start Given data

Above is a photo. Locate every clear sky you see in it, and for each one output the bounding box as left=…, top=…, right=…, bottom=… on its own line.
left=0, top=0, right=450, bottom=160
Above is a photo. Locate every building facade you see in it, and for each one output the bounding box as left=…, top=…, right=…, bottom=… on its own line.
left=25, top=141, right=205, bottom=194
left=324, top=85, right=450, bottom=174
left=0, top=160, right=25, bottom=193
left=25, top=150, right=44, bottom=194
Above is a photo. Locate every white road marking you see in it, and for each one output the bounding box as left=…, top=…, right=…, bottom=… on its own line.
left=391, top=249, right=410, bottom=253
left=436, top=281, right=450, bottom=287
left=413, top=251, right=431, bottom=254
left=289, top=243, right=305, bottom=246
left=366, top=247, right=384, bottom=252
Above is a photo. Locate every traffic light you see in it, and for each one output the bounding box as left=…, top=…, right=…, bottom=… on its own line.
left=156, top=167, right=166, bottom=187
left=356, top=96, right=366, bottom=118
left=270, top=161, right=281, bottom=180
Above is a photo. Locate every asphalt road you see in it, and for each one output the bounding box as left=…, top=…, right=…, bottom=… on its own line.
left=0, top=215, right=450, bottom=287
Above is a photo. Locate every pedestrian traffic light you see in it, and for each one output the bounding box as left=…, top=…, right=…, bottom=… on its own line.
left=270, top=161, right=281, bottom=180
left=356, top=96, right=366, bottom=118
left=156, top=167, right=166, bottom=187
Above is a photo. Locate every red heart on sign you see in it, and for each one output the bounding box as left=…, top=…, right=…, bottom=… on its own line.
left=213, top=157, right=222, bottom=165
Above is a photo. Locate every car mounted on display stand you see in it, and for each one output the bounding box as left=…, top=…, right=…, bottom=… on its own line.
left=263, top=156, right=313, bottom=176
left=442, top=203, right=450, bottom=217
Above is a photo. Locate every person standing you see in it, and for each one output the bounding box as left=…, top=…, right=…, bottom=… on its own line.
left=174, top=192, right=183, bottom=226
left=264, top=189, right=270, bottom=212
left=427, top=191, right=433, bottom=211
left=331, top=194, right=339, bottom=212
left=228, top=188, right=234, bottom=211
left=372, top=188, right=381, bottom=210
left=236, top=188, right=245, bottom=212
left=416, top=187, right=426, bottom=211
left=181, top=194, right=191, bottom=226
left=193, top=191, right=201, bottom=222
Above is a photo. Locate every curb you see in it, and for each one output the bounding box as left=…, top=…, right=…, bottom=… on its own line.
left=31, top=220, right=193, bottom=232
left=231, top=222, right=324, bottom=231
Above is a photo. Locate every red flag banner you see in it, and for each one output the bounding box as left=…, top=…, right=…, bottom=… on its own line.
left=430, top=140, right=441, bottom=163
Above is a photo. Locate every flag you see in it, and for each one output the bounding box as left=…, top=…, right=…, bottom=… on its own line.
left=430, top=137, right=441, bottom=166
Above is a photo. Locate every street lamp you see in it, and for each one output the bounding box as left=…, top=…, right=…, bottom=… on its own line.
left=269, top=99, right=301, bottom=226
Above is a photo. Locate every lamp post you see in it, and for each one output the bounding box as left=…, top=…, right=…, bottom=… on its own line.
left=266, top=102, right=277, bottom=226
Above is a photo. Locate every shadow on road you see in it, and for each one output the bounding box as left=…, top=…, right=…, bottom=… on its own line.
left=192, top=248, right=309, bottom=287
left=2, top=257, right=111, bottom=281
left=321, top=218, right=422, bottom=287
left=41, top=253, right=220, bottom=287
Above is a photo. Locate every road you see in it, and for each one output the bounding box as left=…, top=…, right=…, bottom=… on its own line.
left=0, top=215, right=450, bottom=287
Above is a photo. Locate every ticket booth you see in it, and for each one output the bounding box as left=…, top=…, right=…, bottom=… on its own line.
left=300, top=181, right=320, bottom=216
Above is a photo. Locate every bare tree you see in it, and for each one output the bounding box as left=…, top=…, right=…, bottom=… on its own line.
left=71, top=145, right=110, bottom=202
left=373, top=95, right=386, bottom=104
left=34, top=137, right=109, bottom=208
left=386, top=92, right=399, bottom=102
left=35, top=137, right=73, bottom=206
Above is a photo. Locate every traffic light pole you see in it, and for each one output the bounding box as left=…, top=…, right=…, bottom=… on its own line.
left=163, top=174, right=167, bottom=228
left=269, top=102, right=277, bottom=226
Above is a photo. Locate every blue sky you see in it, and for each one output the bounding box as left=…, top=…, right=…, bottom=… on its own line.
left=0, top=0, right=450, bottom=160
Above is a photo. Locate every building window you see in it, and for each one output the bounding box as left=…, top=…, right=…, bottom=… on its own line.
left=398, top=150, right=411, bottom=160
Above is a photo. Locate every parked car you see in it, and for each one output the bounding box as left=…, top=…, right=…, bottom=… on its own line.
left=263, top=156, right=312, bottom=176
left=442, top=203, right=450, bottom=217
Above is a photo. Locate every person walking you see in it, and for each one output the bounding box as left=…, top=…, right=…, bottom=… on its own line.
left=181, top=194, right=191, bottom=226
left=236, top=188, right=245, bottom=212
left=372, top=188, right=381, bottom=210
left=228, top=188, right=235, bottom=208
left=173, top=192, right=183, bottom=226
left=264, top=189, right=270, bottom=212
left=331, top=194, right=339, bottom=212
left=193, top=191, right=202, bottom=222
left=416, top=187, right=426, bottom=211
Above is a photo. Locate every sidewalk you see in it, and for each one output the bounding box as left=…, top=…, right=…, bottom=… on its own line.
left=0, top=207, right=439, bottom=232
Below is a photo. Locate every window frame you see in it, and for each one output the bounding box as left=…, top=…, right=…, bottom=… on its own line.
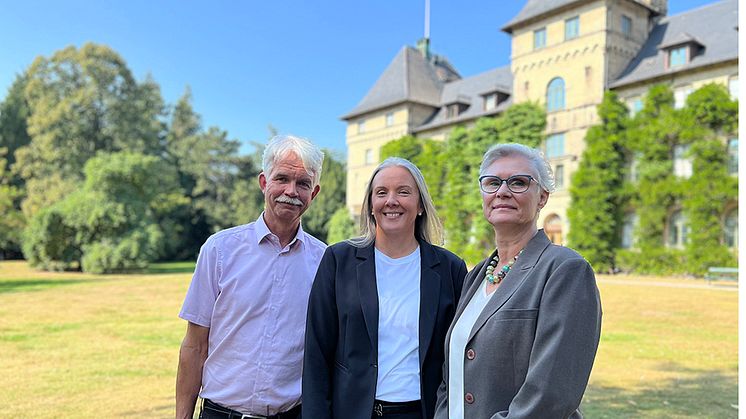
left=546, top=77, right=567, bottom=112
left=544, top=132, right=565, bottom=159
left=565, top=15, right=580, bottom=41
left=620, top=15, right=632, bottom=38
left=534, top=26, right=547, bottom=50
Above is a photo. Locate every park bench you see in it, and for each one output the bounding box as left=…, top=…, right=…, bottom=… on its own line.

end Given data

Recast the items from the line with "Above is a photo. Locate every flag" to the line with "left=266, top=102, right=277, bottom=226" as a two-column CSV headed text and answer, one row per item. Put each field in quotes and turn any line breaks into spaces.

*Answer for the task:*
text,answer
"Above is a photo. Locate every flag you see in it, and for each one output the bounding box as left=…, top=…, right=…, bottom=… on its own line.","left=430, top=137, right=441, bottom=166"
"Above is a photo. Locate every street lamp you see in it, and for each one output the bounding box as left=…, top=…, right=…, bottom=… on its own line.","left=269, top=99, right=301, bottom=226"
"Above is a photo. Locate every lamp post you see in it, and for each one output the bounding box as left=…, top=…, right=…, bottom=… on its own line.","left=266, top=102, right=277, bottom=226"